### Фрагмент текста ###
Объяснения, может быть, и хороши, но только зачем же мешать ими доктору? – Каждая минута дорога. Доктора отвлечешь от работы и т. д. В участке разберут.
Розанов – посторонний. Разные посторонние бывают. Иной посторонний из окна глядел – сверху, все происшествие видел. Такому «со стороны видней» и понятней. А другой посторонний подошел к вам: а что здесь случилось, господа?
Г. Розанов, несомненно, именно такой посторонний. Он подошел к революции, когда она разыгралась уже вовсю (до тех пор он не замечал ее). Подошел к ней: что здесь случилось? Ему стали объяснять. Но он «мечтатель», «визионер», «самодум», человек из подполья. Недаром у него были статьи «В своем углу». Вся сила Розанова в том, что он никого и ничего не умеет слушать, никого и ничего не умеет понять. Ему объясняли, он не слушал и выдумал свое. Это свое совпало с Марксом (отчеркнутые страницы) – он и не знал этого, и отсюда та странная (вечная у Розанова) смесь хлестаковской поверхностности с глубинами Достоевского – не будь у Розанова Хлестакова, не было бы и Достоевского.
Отыскал 4 коп. Пойду за бумагой и сейчас же напишу*.
6 июня. Болит горло. Должен идти к Ляцкому – суп не готов. Денег нет. Написал статью о Розанове, снес в «Думу»*. Надежд на напечатание мало. Что делать, не знаю. Но и не забочусь, ибо болен, и слаб, и голоден. У меня жар. Завтра, может быть, будет в Сенате рассматриваться мое дело.
Читал «Весы» со всеми этими Кречетовыми, Садовскими и т. д. Дрянь и пошлость невозможная. Геккер, Зак, Балабан в «Одесских Новостях» и те лучше. Быть «декадентом» можно только при первоклассном таланте; для людей маленьких – это позор и унижение.
Читаю «King Richard III»[116], – вот оттуда хороший эпиграф:
Gloster
How hath your lordship brook’d imprisonment?
Hastings
With patience, noble lord, as prisoners must:
But I shall live, my lord, to give them thanks,
That were the cause of my imprisonment[117].
7 июня. Получил 10 р. авансу за «думскую» статью*. Сегодня нездоров. Пера в руке не держал.
Задумал статью о Самоцели. Люди симметричной души. Великая тавтология жизни: любовь для любви. Искусство для искусства. Жизнь для жизни. Бытие для бытия.
Нужно это только заново перечувствовать, а я только вспоминаю то, что когда-то чувствовал.
Перевожу Rossetti «Sudden Light»[118].
###
* Поставленная задача: Продолжите отрывок из дневника, начав сразу после последней записи о переводе Россетти.
### Представленный материал ###
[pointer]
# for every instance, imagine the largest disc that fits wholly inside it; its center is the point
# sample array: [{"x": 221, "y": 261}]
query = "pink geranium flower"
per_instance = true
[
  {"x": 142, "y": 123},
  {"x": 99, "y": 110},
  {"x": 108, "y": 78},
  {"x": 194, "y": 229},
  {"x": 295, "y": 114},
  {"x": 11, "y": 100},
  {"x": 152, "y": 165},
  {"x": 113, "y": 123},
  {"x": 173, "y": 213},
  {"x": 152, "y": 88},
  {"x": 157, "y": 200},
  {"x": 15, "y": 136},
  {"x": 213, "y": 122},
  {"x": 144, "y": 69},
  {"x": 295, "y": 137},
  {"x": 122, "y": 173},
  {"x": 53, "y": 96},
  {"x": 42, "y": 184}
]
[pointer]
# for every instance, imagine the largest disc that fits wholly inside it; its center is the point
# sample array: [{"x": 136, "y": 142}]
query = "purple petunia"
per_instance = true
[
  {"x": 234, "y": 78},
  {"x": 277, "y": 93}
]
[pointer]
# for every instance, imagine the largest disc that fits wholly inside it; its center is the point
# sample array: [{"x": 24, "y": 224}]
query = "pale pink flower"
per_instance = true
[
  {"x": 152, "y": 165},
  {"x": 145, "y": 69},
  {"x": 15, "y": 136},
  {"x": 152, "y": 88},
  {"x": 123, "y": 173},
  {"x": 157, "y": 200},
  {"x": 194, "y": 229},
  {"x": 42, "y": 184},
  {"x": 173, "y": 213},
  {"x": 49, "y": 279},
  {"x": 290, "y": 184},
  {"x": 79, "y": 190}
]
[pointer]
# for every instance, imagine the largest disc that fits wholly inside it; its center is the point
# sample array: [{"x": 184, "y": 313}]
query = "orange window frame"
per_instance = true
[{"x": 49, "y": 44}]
###
* Результат выполнения:
8 июня. Получил сегодня письмо от Ремизова. Странный человек. Он воспринимает очень много впечатлений, но душа у него, как закопченное стекло, пропускает их ужасно мало. И все это скупо, скудно, мучительно трудно. Вольного воздуха нет ни в чем, что он делает. Вот только что получил от него письмо. Все вымученно, все старательно. [Вклеено письмо. – Е. Ч.]:
Многоуважаемый Корней Иванович!
Вот Вам человек для «Плена».
Кланяюсь Марье Борисовне.
Ремизов
Вот что я решил: каждый день переводить (прозой) по сонету из Россетти.
Сонет – это памятник минуте, – памятник мертвому, бессмертному часу, созданный вечностью души. Блюди, чтобы он не кичился своим тяжелым совершенством, – создан ли он для очистительной молитвы или для грозных знамений. Отчекань его из слоновой кости или из черного дерева, – да будет он подобен дню или ночи. И пусть увидит время его украшенный цветами шлем – блестящим и в жемчугах. Сонет – монета. Ее лицо – душа. А на обороте сказано, кому она служит воздаянием: служит ли она царственной податью, которой требует жизнь, или данью при высоком дворе любви. Или среди подземных ветров, в темных верфях он служит, он кладется в руки Харона как пошлина смерти[119].
Прекрасно! Я начал хромыми стихами:
О памятник мгновения – сонет, —
Умершего бессмертного мгновенья.
Исправил вторую строфу Rossetti:
Внезапный просвет
Я был уже здесь когда-то.
Когда – отгадать не могу.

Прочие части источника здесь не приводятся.